_Texto extraído_
┄┄┄┄┄┄

El matrimonio de Juan Carlos, a pesar de su juventud, su uniforme, su previsible futuro real y su gran éxito con las mujeres, iba a representar para los Borbones un reto todavía mayor que los afrontados con sus poco agraciadas hermanas, ya que en su caso no se podía renunciar, en principio, a una esposa de sangre real y existían muy pocas candidatas donde elegir al respecto.

Con bastantes posibilidades de ceñir en el futuro la corona de España y con una relación muy especial con el general Franco, que se había convertido
de facto
en su tutor y educador, la apuesta se presentaba compleja y difícil, pues sin duda eran muchos y muy importantes los condicionantes políticos que iban a pesar sobre ella. El primero y principal lo representaba el hecho de que prácticamente iba a resultar imposible que el infante eligiera a una futura consorte que no fuera del completo agrado del autócrata. Éste, curándose en salud, ya había manifestado sus deseos y dado precisas instrucciones al entorno de
Juanito
, formado por Nicolás Cotoner y Cotoner, marqués de Mondéjar, virtual jefe de su Casa en detrimento del fantasmal duque de Frías que en teoría ostentaba ese título, y Alfonso Armada, secretario de la misma.

┄┄┄┄┄┄

_Trabajo requerido_
**1)** Copia, por favor, el fragmento del texto extraído desde "Con bastantes posibilidades" hasta "de la misma.".
**2)** Responde estas preguntas según el texto extraído:
(a) ¿A qué no se podía renunciar, en principio, en el caso del matrimonio de Juan Carlos?
(b) ¿En qué se había convertido de facto el general Franco para Juan Carlos?
(c) ¿Qué título tenía Nicolás Cotoner y Cotoner?

_Datos proporcionados_
┄┄┄┄┄┄

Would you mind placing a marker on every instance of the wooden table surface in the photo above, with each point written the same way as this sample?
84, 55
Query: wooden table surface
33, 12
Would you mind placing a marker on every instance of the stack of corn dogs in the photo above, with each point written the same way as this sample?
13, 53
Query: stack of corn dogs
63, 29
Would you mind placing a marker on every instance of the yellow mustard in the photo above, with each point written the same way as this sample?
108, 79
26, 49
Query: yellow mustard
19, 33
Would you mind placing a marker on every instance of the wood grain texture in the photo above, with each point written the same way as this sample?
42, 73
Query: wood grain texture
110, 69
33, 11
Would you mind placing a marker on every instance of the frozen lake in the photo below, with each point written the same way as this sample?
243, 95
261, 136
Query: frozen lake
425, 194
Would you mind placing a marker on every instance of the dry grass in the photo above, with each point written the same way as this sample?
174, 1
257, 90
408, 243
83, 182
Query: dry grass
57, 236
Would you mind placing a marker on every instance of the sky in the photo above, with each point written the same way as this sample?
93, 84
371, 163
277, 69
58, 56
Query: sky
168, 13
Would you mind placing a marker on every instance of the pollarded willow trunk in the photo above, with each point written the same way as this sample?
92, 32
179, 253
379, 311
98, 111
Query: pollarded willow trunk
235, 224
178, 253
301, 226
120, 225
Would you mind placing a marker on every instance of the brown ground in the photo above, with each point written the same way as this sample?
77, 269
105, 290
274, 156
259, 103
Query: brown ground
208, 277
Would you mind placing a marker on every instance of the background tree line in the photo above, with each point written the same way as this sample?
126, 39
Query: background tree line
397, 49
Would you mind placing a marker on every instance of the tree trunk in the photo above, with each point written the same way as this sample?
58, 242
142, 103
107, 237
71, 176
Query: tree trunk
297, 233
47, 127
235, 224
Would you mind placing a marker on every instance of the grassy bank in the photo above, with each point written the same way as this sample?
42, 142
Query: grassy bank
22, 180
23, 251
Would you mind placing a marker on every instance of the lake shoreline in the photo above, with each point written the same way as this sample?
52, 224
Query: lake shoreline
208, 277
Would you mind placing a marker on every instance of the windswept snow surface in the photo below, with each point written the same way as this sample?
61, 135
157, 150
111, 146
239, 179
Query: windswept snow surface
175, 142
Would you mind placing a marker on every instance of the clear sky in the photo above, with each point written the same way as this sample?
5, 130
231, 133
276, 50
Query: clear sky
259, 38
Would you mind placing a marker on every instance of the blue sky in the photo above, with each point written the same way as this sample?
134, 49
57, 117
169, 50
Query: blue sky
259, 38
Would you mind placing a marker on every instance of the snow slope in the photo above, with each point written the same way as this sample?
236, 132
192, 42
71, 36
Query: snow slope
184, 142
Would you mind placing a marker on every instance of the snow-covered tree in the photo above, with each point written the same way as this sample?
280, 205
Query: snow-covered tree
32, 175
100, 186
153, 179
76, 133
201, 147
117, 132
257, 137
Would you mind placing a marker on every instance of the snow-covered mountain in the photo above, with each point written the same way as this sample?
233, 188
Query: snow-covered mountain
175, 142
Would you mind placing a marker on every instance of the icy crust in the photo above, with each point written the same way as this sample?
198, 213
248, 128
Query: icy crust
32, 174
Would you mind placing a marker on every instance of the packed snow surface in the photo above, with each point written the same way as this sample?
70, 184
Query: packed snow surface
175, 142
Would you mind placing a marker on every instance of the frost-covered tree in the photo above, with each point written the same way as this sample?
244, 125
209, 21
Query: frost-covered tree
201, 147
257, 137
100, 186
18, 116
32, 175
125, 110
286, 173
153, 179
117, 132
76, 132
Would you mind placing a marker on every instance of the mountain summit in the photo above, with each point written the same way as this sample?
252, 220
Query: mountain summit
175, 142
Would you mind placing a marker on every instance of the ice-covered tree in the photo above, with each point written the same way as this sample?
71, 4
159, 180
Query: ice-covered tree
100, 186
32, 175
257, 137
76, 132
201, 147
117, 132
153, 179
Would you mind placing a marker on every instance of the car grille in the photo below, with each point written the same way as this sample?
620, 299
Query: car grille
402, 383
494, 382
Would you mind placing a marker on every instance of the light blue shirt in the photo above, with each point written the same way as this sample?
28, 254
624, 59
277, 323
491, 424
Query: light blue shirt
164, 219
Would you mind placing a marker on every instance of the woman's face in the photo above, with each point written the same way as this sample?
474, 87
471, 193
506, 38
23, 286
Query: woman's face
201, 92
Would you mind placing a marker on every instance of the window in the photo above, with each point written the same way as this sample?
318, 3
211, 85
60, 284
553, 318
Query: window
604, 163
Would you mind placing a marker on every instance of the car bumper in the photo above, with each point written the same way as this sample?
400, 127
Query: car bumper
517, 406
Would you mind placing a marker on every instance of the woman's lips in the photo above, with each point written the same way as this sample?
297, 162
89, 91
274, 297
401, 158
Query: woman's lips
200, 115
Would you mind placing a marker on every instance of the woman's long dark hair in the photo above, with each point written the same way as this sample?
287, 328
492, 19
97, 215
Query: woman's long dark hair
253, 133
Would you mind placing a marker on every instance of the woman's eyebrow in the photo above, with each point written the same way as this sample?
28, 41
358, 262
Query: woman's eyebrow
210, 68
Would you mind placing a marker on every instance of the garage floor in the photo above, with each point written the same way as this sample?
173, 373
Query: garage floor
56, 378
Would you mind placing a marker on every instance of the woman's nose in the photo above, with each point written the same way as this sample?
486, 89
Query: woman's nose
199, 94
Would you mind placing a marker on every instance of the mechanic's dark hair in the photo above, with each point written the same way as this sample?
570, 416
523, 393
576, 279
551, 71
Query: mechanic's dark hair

┄┄┄┄┄┄

_Resultados por tarea_
**1)**
Con bastantes posibilidades de ceñir en el futuro la corona de España y con una relación muy especial con el general Franco, que se había convertido
de facto
en su tutor y educador, la apuesta se presentaba compleja y difícil, pues sin duda eran muchos y muy importantes los condicionantes políticos que iban a pesar sobre ella. El primero y principal lo representaba el hecho de que prácticamente iba a resultar imposible que el infante eligiera a una futura consorte que no fuera del completo agrado del autócrata. Éste, curándose en salud, ya había manifestado sus deseos y dado precisas instrucciones al entorno de
Juanito
, formado por Nicolás Cotoner y Cotoner, marqués de Mondéjar, virtual jefe de su Casa en detrimento del fantasmal duque de Frías que en teoría ostentaba ese título, y Alfonso Armada, secretario de la misma.

**2)**
(a) A una esposa de sangre real.
(b) En su tutor y educador.
(c) Marqués de Mondéjar.